_Direction_
Set down exactly the lines from the one containing "of the black" through the last line of the records below, both included, and nothing else.

_Records provided_
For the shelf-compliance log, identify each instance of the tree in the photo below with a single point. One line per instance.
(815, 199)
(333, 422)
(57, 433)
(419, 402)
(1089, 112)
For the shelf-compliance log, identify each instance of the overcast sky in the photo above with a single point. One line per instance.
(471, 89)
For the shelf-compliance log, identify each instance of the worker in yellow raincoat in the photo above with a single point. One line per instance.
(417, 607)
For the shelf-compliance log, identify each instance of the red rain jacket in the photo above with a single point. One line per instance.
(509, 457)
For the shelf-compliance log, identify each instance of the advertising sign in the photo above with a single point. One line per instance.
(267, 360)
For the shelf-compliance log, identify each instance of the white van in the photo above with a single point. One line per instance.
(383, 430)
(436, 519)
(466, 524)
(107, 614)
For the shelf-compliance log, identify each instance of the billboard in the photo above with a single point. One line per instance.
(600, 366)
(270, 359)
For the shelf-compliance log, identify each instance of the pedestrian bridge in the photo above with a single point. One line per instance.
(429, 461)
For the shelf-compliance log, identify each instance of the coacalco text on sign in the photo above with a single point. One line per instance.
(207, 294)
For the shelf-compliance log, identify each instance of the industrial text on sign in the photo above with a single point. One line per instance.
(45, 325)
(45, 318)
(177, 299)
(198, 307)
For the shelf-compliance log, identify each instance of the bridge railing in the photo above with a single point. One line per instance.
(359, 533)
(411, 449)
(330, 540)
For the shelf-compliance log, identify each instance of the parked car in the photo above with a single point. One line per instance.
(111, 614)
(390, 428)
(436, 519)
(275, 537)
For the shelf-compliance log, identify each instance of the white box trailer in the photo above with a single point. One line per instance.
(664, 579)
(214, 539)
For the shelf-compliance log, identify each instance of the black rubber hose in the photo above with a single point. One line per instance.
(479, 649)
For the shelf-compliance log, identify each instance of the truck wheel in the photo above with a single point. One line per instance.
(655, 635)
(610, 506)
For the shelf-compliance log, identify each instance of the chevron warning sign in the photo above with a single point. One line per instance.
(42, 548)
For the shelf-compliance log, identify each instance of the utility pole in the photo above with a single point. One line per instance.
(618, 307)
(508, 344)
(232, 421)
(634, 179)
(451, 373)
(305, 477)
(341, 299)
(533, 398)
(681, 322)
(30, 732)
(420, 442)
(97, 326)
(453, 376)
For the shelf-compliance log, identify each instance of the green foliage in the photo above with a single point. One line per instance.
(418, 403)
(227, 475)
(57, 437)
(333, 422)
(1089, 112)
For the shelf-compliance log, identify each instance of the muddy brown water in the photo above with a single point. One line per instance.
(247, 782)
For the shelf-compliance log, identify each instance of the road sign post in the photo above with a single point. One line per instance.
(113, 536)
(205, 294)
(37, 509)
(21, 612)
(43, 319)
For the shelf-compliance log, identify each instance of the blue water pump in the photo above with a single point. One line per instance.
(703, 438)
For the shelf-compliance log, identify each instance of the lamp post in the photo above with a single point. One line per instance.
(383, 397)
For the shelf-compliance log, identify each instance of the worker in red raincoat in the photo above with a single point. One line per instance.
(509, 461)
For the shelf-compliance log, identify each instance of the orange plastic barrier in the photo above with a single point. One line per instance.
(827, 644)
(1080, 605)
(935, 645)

_Finished exercise_
For the shelf-compliance log, identify each instance of the black rubber hose in the photo above with a single point. One line per instance.
(479, 649)
For the shelf-compliance log, identify each instance of the truck wheel in the photo above with a single point. One line per instance.
(655, 635)
(610, 506)
For the shelf-compliance log, identify each instance of the chevron warning sign in the photo above with a single point. One line per instance.
(42, 548)
For the shelf-compliance log, identify each instance of the utility pole in the photo above with a single point. One line per instance.
(618, 307)
(508, 344)
(232, 421)
(634, 179)
(451, 373)
(305, 477)
(341, 299)
(533, 398)
(681, 322)
(30, 732)
(420, 442)
(97, 326)
(453, 376)
For the shelf-compliance log, identify each instance of the green foliage in the photo above with a single point. One line per instance.
(418, 403)
(227, 475)
(57, 437)
(333, 422)
(1089, 112)
For the shelf-compliance log, identify each instance of the muddy brown water in the photo above with a single point. One line per instance.
(247, 782)
For the shelf-compliance log, identify each instance of the road sign post in the photo above with a single point. One line per instance.
(113, 536)
(205, 294)
(37, 509)
(21, 612)
(43, 319)
For the shelf-compliance log, identify each instance of the blue water pump in the photo above with a single point. One line per instance.
(703, 438)
For the shelf-compliance log, identify each instance of the lamp post in the photo above with a single point. One line per instance.
(383, 397)
For the shelf-compliance log, identify each instance of the worker in red raincoat in the photo above with a single point. One line per instance.
(509, 461)
For the shelf-compliance log, identify each instance of the orange plastic barrier in the photo above with a single point. One line per instance.
(827, 644)
(1080, 605)
(935, 645)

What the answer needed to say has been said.